▶ **Work to complete**
Reproduce the whole of the records exactly, and make sure no picture is carried into the result.

━━━

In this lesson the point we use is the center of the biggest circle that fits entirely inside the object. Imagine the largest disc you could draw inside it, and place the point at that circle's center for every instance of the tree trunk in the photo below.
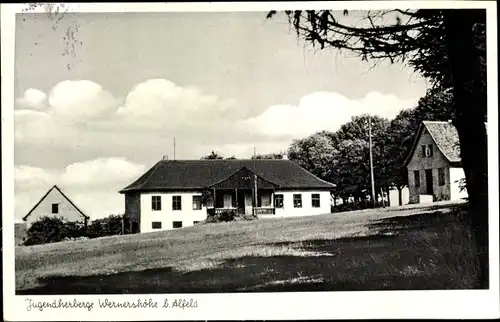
(400, 196)
(470, 111)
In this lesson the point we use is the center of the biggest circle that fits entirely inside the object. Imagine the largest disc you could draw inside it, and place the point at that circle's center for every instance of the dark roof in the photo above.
(62, 193)
(445, 136)
(199, 174)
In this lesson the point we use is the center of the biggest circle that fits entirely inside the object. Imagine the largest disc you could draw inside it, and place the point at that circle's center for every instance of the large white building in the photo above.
(172, 194)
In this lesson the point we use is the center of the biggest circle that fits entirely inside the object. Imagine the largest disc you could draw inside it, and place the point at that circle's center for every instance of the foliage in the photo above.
(212, 156)
(448, 47)
(52, 229)
(224, 216)
(111, 225)
(314, 153)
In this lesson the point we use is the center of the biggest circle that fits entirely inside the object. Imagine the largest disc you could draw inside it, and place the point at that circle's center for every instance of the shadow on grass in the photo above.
(422, 252)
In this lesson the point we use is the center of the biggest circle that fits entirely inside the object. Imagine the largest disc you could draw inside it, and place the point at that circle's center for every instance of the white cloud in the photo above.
(81, 118)
(33, 98)
(80, 100)
(324, 111)
(100, 172)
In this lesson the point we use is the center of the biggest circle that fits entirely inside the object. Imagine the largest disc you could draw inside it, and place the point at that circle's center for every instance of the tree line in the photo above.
(342, 157)
(448, 48)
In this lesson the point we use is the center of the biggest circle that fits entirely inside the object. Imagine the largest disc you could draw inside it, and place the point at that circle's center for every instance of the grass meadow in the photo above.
(403, 248)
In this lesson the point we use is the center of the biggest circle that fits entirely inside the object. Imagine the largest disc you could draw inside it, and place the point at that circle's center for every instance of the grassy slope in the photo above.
(403, 248)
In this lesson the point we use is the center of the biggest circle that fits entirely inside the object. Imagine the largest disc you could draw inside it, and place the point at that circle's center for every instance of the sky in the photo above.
(100, 96)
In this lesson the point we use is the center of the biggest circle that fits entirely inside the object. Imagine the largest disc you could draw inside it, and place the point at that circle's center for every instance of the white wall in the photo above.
(289, 211)
(66, 209)
(455, 175)
(166, 215)
(394, 197)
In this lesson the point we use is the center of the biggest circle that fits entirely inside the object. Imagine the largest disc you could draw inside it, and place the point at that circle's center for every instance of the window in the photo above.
(196, 202)
(156, 202)
(315, 200)
(427, 150)
(176, 203)
(430, 152)
(441, 176)
(297, 201)
(278, 201)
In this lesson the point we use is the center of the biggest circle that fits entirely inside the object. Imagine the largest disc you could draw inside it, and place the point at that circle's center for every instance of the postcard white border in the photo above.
(313, 305)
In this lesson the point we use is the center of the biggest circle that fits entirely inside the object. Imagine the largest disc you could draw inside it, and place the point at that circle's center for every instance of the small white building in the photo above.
(55, 204)
(434, 164)
(171, 194)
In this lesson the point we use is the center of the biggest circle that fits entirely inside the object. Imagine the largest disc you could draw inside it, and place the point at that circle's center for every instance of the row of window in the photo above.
(297, 200)
(176, 203)
(175, 224)
(441, 177)
(278, 201)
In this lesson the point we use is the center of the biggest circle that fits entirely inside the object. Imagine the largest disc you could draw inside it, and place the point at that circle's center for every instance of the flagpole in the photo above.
(371, 159)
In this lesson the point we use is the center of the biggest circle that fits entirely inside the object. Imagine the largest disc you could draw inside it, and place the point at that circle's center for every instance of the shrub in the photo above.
(224, 216)
(111, 225)
(51, 230)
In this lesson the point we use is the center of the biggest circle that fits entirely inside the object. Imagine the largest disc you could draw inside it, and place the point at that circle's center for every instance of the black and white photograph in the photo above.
(270, 150)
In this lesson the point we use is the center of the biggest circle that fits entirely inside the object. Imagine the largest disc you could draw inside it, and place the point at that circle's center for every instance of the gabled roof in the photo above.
(200, 174)
(62, 193)
(444, 134)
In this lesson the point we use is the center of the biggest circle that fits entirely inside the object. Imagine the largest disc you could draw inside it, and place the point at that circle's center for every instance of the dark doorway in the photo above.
(135, 227)
(428, 181)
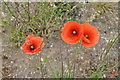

━━━

▶ **Answer box**
In this lesson the point we use is the center of the biggest circle that fits entirely inside the object. Imagine the largest disc you could draw inside it, and place the point at that circle's center for every instance of the tree trunk in the photo below.
(400, 196)
(470, 111)
In this lesson the point we use is the center of the biggest circle that fits entirely inside the object. Imagine the largest disc you could draw inside it, and place the point at that circle's center for every instance of the dark roof in the photo above.
(62, 193)
(445, 136)
(199, 174)
In this lesson the point we use is the center of the biggest circle that fits entirely inside the object. Imagine the largest disc you could draw inside it, and place the point at that circle's center for every instance of the large white building in the photo above.
(172, 194)
In this lesson the point we use is the center of the biggest circle that fits entirely inside the object. Imagine the largest disc you could draw inside it, and place the point at that circle's center for every instance of the foliage in the photo above.
(212, 156)
(448, 47)
(52, 229)
(224, 216)
(111, 225)
(314, 153)
In this lesson the point we use is the center of the biggest circle that fits entirely inside the object. Imagine the largest disc you could draw inside it, and place the point at that circle's center for every instance of the shadow on grass in the photo above.
(422, 252)
In this lesson the point we use is the center of the biggest circle that fits entirely inside the object. Imagine the largest disc you could draw inside it, and place the point at that circle's center for every instance of the white cloud in the photo above.
(81, 118)
(33, 98)
(80, 100)
(324, 111)
(100, 172)
In this lesson the point we use is the center of the biggest circle that fits entirely inside the object. Imagine the largest disc you could draw inside it, and place the point at that circle's center for every instance of the tree line in the photo above.
(342, 157)
(448, 48)
In this lesson the point we use is the center of the biggest circle that fits entirely inside the object. Imagine the largest disc you could draw inside it, and place the point at that circle's center for every instance of the grass meadow in the photo above.
(403, 248)
In this lesson the point we use is the center of the biggest circle that fits entirely inside the object. Imagine the largest disc you could draw inside it, and place the point at that circle's center for every instance of the grassy slope in the photo above.
(403, 248)
In this lesson the point we use is the center of the biggest circle that fits entirely inside the object. Imagine the largest disc you could draw inside it, and place the point at that circle's center for every instance of the sky in the photo above.
(100, 96)
In this lesson the point we use is the center of the biggest circle that fits entirely inside the object. Imagine the largest disc you could draw inside it, and place the point at that circle's center for every instance of the white wall in the photo above.
(289, 211)
(66, 209)
(455, 175)
(166, 215)
(394, 197)
In this lesson the point we use is the center of the biggest circle that fits entirely inside the object. Imagine the largest disc you could draw inside it, and place the point at that circle's center for every instance of the window in the photo above.
(196, 202)
(156, 202)
(315, 200)
(427, 150)
(176, 203)
(430, 152)
(441, 176)
(297, 201)
(278, 201)
In this lesson the point we use is the center of the biggest circle that fits entirely inside the object. Imagine the largest disc you could draw inside it, and place the point at that circle's center for every instance of the postcard white border in the photo above.
(313, 305)
In this lesson the point we use is the center of the biggest circle that fits entirely inside the object. Imagine the largest disc you could draw inside it, and place the point at that circle's center for every instance of the small white building in the photo above.
(55, 204)
(434, 164)
(171, 194)
In this lesson the point we use is the center of the biggest circle that fits entirely inside the object. Imagine the largest disc you could draw inside it, and place the point at that circle's center for every instance of the row of window in the photo above.
(297, 200)
(176, 203)
(175, 224)
(441, 177)
(278, 201)
In this lesson the point we use is the center of the biggest circle that fits entirely inside the object. Imagine the largest disc you could draw inside it, and place the point at that circle's center for every instance of the flagpole in the photo above.
(371, 159)
In this lesson the point we use is the center of the biggest circle that fits entirely inside the object. Imagine the largest disc you could draw inside it, and place the point at that circle's center for every instance of the shrub in the photo above.
(224, 216)
(111, 225)
(51, 230)
In this lesson the point we use is the center of the biggest circle that fits entirely inside the object. Imagine the largest disc you could draw inside it, and place the point at that circle's center for every instance of the black and white photograph in the photo above.
(270, 150)
In this lesson the point we use is the center of the biggest circle that fits entirely inside the object. Imagine the largest disc you could draw inside it, and place the point at that circle's center for every instance of the gabled roof in the photo above.
(200, 174)
(62, 193)
(444, 134)
In this lesson the point we use is the center of the biggest circle that fits entirely inside the object. Imagine the largest disc you could draw inside it, and place the point at that circle's center for every instance of the dark doorway in the photo above.
(135, 227)
(428, 181)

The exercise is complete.